This is like a Superbowl ending 70-3 sure it could happen, but it never will.

Before last night I would not even have been able to conceive the idea that Brazil would lose by more than a couple of goals.

In 1950 Brazil lost 2-1 to Uruguay in the final of the world cup, every member of that team that played are vilified by Brazilians to this day, if you want to know more look up Maracanazo.

I've only been to one North American sporting event and was very surprised by the lack of atmosphere, so I will leave with a quote from the great Bill Shankly

'Some people believe football is a matter of life and death, I am very disappointed with that attitude. I can assure you it is much, much more important than that.'


"RE: About the Brazil vs. Germany match"
Posted by newsomewayne on 07-09-14 at 11:23 AM
Yes, but what did he think about soccer?

BTW, I did like this quote:

The trouble with referees is that they know the rules, but they do not know the game.

Bill Shankly

Pretty much universal, that one.


School Spirit by Syren, 2005


"RE: About the Brazil vs. Germany match"
Posted by PepeLePew13 on 07-09-14 at 12:02 PM
LAST EDITED ON 07-09-14 AT 12:04 PM (EST)

>Yes, but what did he think about soccer?

Bill Shankly was a Scot, so he'd be referring to football as the same sport as what we refer to as soccer, not the North American version. You know... As an American, I don't really care about what's happened or happens in other countries.


"RE: About the Brazil vs. Germany match"
Posted by newsomewayne on 07-09-14 at 12:14 PM
LAST EDITED ON 07-09-14 AT 12:15 PM (EST)

Yes, I knew all that. Hence the joke, that plays right along with the other one you mentioned.


Tebow Time is over. We prefer to win games in the 1st quarter.
Trade managed by GM Agman, 2012


"Still, some people don't get soccer "
Posted by cahaya on 07-09-14 at 05:08 PM
Germany's 5-0 "blitz" invites ignorant references to Hitler.

At least his Malaysian political colleagues (not to mention the Opposition) had the sense to thoroughly chew him out.

Loss of face. *tsk tsk*


"Argentina"
Posted by cahaya on 07-09-14 at 06:47 PM
... wins on penalty shootouts after a scoreless game and overtime. The Dutch were toast after going 1-2 on their first three shots at goal.

- _Work to do_
Please continue the forum thread about the Brazil vs. Germany match from the point where it stops.

- _Material provided_
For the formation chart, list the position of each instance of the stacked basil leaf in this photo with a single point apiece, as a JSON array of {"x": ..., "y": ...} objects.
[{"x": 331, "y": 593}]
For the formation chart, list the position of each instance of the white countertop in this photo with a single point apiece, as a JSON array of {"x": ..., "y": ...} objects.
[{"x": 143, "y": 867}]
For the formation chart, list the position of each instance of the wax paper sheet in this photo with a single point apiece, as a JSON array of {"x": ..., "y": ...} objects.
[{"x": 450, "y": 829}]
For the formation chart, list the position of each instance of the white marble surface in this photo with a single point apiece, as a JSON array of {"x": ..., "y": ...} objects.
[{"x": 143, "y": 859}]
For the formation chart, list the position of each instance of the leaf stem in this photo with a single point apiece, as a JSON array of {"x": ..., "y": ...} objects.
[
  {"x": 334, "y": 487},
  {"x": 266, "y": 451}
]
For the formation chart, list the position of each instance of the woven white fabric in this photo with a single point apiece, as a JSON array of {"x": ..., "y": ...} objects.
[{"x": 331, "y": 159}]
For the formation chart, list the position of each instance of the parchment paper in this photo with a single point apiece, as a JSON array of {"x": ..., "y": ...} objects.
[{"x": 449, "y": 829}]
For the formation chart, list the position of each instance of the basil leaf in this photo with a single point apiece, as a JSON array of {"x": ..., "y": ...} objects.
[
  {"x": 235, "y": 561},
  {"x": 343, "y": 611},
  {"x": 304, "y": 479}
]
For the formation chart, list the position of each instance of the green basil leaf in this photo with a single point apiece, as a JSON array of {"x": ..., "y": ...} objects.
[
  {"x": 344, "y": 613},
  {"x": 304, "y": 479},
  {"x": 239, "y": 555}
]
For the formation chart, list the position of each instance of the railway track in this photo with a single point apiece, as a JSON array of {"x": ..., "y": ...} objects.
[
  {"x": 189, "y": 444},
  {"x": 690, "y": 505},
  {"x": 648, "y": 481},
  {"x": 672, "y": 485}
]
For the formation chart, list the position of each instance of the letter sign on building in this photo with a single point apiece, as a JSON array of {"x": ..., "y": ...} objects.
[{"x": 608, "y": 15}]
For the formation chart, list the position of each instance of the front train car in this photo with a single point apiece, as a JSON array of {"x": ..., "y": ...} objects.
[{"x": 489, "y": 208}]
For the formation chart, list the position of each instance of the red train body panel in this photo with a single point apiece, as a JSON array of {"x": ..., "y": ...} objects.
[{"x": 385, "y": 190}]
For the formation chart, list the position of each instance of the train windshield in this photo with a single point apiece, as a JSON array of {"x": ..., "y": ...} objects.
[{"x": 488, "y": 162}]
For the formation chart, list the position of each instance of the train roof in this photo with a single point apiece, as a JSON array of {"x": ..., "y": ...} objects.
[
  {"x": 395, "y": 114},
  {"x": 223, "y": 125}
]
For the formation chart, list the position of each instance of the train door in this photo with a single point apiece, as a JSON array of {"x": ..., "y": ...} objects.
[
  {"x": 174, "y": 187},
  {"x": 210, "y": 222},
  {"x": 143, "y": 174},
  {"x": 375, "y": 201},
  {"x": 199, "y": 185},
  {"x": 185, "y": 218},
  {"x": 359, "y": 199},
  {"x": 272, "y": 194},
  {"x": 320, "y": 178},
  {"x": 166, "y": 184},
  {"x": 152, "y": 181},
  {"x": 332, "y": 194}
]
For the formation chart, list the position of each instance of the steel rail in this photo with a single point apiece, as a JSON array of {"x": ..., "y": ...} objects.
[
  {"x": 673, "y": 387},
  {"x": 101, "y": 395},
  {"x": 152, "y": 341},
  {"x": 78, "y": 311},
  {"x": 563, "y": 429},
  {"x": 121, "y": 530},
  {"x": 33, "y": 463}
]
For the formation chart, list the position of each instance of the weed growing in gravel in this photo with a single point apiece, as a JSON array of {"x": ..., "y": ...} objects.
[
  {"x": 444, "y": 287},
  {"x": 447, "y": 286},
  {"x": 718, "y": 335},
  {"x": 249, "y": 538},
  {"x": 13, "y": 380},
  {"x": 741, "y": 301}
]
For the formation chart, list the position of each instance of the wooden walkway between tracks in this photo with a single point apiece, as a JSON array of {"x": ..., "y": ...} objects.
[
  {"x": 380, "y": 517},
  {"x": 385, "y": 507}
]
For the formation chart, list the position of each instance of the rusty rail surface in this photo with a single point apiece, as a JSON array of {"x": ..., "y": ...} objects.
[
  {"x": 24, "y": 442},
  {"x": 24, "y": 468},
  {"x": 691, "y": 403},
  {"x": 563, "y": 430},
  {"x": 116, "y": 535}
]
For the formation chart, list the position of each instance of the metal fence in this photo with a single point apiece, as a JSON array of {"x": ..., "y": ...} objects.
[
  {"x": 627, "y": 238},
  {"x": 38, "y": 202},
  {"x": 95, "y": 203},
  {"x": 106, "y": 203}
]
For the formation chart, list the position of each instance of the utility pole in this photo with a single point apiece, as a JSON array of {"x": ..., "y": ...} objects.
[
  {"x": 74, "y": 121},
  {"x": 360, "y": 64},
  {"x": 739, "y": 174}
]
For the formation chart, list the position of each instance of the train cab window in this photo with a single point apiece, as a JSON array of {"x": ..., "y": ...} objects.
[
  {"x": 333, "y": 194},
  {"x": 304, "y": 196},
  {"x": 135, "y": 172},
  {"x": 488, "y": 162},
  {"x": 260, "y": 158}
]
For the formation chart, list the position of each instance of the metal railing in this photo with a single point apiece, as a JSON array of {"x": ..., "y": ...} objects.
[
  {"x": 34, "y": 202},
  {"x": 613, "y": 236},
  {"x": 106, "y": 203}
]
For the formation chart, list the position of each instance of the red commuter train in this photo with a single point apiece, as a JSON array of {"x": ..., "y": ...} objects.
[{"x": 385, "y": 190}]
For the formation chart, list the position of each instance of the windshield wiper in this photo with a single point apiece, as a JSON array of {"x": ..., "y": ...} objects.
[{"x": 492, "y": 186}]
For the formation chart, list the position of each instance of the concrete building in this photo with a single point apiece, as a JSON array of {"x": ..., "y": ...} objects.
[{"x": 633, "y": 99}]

- _Output for this exercise_
"ISIS and Ann Coulter find common ground."
Posted by Estee on 07-10-14 at 02:04 PM
Death to soccer.

http://www.mediaite.com/online/even-isis-wants-the-world-cup-in-qatar-cancelled/

No diversion from Islam. Ever, unless said diversion is military in nature. We knew they were banning music: it's pretty clear that sports will go too.

In other words, here we have a group which is steadily making North Korea look like a bastion of sanity. And that's hard to do.


"RE: ISIS and Ann Coulter find common ground."
Posted by cahaya on 07-10-14 at 07:51 PM
It's kind of like, be miserable like us and go out in a blaze of glory.


Pepe's summer 2013 sig blast

Qatar in 2022? We'll be seeing more official water breaks from the refs than we saw in Brazil.


"Poor Brazil"
Posted by Brownroach on 07-13-14 at 02:24 AM
Couldn't even scrounge up a (meaningless) third place finish.

"RE: Poor Brazil"
Posted by starshine on 07-13-14 at 05:21 AM
Sadly this may be the only time anyone cares about the third place game. Ask the Dutch in five years time and they will only be able to say they reached the semi finals. Ask the Brazilians though and I suspect they will still be angry about the 7-1 and will follow it up with, and then humiliated by Netherlands in the next game

"RE: Poor Brazil"
Posted by Brownroach on 07-15-14 at 06:24 AM
At least they got to indulge in schadenfreude at seeing Argentina lose the final.

"It's the World Cup!"
Posted by cahaya on 07-13-14 at 10:46 AM
Who do you think will win, Argentina or Germany?

I've watched most of the matches off and on with the American run. With the way the Germans trashed the Brazilians and Argentina's bare win on penalty kicks after a scoreless overtime game against the Dutch, I'll predict the scoreline 3-1 Germany-Argentina.


"RE: It's the World Cup!"
Posted by starshine on 07-13-14 at 11:35 AM
As Gary Lineker said Football is a simple game. Twenty-two men chase a ball for 90 minutes and at the end, the Germans always win.

If Argentina allow Messi to play away from the centre circle 2-1 but not sure who to.

If they don't (and they won't) then I'm with you 3-1 to the Germans.

So, do I support a country that has been rumbling on about invading us again, or the team that always beats us?

http://www.youtube.com/watch?v=tYClSGINHyU

and for no apparent reason

http://www.youtube.com/watch?v=LuIJqF8av6I

http://www.youtube.com/watch?v=vqD_UXXKlIg


"RE: It's the World Cup!"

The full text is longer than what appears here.